## Text under study
※
Image © Jose & MidJourney
I went and asked ChatGPT to define hallucination, it came back with “a hallucination is a perceptual experience that occurs in the absence of an external stimulus, often perceived as real by the individual experiencing it”. It then explained what is commonly associated with (mental health conditions, substance abuse, neurological disorders), and because so many people have probably asked the same question related to ChatGPT, immediately connected the topic and described unexpected or erroneous outputs. The above explanation of hallucination seemed to me tragically but naturally human, tragic when people are struck by things like schizophrenia, natural when via substance abuse, which is something that has happened since the dawn of ages.
※
## Activities
- 1) Answer these questions using the text on hallucination:
(a) What term did the author ask ChatGPT to define?
(b) Which three things did ChatGPT say are commonly associated with hallucination?
(c) What did ChatGPT go on to describe after connecting the topic to itself?
- 2) According to the text on hallucination, why did ChatGPT immediately connect the topic to itself?
The records are drawn from a different source.

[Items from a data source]
※
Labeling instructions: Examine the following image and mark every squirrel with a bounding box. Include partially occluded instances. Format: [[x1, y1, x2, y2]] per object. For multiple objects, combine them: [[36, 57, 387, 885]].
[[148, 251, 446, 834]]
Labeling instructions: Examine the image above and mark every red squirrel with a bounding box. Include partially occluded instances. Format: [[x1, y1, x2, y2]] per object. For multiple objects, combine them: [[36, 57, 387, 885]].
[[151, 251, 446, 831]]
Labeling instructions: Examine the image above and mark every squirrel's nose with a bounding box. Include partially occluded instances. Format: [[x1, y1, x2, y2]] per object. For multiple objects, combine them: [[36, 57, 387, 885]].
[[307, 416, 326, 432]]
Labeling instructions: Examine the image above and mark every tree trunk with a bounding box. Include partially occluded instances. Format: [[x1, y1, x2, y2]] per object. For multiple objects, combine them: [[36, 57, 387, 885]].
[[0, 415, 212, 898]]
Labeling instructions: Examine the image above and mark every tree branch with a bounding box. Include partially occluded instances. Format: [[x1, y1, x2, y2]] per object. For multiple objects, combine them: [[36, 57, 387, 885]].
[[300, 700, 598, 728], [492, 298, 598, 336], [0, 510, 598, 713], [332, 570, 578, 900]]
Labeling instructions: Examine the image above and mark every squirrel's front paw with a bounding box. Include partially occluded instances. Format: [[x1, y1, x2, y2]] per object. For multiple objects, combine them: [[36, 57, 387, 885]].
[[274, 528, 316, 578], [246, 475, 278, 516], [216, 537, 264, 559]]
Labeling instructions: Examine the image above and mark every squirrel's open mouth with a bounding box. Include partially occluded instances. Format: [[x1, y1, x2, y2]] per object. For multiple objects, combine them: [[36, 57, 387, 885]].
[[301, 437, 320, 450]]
※
## Solutions to each task
- 1)
(a) Hallucination.
(b) Mental health conditions, substance abuse, and neurological disorders.
(c) Unexpected or erroneous outputs.

- 2) The author attributes this to the likelihood that many people have asked ChatGPT the same question in relation to ChatGPT itself. For that reason, it linked the topic to its own unexpected or erroneous outputs.